Document passage:
════════════════
Article
48 Mitchell Hamline L. Rev. 407 (2022)

Free Speech, Social Media, and Public Universities: How the First Amendment Limits University Sanctions for Online Expression and Empowers Students, Staff, and Faculty

By
Eric T. Kasper

News stories in recent years have regularly appeared where students, staff, or faculty members at public institutions of higher education are investigated, rebuked, or reprimanded by their college or university for online expression. Such cases have the potential to raise First Amendment questions. In particular, there are several instances of students being scrutinized for their social media expression, with the content and context of that speech varying widely.

In July 2015, the former president of Valdosta State University settled a $900,000 lawsuit for expelling a student who posted on Facebook a “satirical environmentalist collage” that showed pictures of the university president and parking deck construction. The student was punished after the university president interpreted this criticism of the campus’s decision to build additional parking structures as threatening.

In January 2017, Cooper Medical School of Rowan University filed a “Professionalism Intervention Report” against a medical student after she posted on Instagram a topless photo of herself at a nude beach in Europe that included “#freethenipple.” Although the student’s nipples were blurred to conform to Instagram policies, administrators told the student to remove pictures from her account that a “reasonable person” would interpret as “sexually explicit.”
════════════════
Given information:
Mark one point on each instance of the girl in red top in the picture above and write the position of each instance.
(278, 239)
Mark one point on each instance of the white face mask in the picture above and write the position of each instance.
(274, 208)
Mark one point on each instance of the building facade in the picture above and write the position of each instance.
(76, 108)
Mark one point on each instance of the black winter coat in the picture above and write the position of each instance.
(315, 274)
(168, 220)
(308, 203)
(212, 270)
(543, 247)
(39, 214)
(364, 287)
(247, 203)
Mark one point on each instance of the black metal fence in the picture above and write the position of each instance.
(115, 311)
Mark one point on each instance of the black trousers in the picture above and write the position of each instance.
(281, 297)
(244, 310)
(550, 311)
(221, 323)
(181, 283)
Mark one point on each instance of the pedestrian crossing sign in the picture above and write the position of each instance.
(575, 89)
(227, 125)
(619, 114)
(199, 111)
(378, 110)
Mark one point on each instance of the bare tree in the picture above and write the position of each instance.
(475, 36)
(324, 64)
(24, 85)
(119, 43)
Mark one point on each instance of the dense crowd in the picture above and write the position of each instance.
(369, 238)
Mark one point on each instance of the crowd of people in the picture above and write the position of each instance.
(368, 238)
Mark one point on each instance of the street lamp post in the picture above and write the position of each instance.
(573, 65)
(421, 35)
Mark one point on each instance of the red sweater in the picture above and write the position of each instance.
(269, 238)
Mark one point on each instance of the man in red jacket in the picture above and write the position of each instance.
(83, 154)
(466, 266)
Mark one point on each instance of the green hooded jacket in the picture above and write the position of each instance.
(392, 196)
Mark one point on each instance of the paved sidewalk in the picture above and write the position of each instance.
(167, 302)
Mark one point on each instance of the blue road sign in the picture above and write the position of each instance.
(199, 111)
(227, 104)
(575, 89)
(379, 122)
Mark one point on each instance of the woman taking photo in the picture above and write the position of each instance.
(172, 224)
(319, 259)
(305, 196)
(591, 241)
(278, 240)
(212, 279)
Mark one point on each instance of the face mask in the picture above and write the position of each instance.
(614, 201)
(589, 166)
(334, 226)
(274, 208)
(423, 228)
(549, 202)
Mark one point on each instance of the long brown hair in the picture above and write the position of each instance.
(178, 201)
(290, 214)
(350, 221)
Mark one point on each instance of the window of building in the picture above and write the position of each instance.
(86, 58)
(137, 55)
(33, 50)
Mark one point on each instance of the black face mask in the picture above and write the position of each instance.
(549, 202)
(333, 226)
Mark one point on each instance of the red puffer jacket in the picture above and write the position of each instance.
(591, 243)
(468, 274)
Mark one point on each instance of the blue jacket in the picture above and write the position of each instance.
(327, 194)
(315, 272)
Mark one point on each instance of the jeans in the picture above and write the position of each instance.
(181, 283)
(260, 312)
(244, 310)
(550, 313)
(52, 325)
════════════════
Directions:
Continue the article on free speech and social media at public universities, picking up right after its last sentence.

Answer to the problem:
In February 2017, a University of Central Florida student was suspended after posting on Twitter pictures of a break-up letter from his ex-girlfriend, with the student negatively “grading” the letter’s grammar in a series of posts. The student’s suspension was later overturned.

In November 2017, a University of North Florida student was suspended after allegedly posting a photo of himself shirtless, with a swastika tattoo on his chest, and holding a semi-automatic rifle. The Facebook photo was accompanied by the following statement: “[I]t is okay to be WHITE!!!!! Let SDS and the other clowns come at me, I will shut them down. Fuck the BLM BS!!! I am WHITE and PROUD, and these queer balls have yet to confront me on campus.”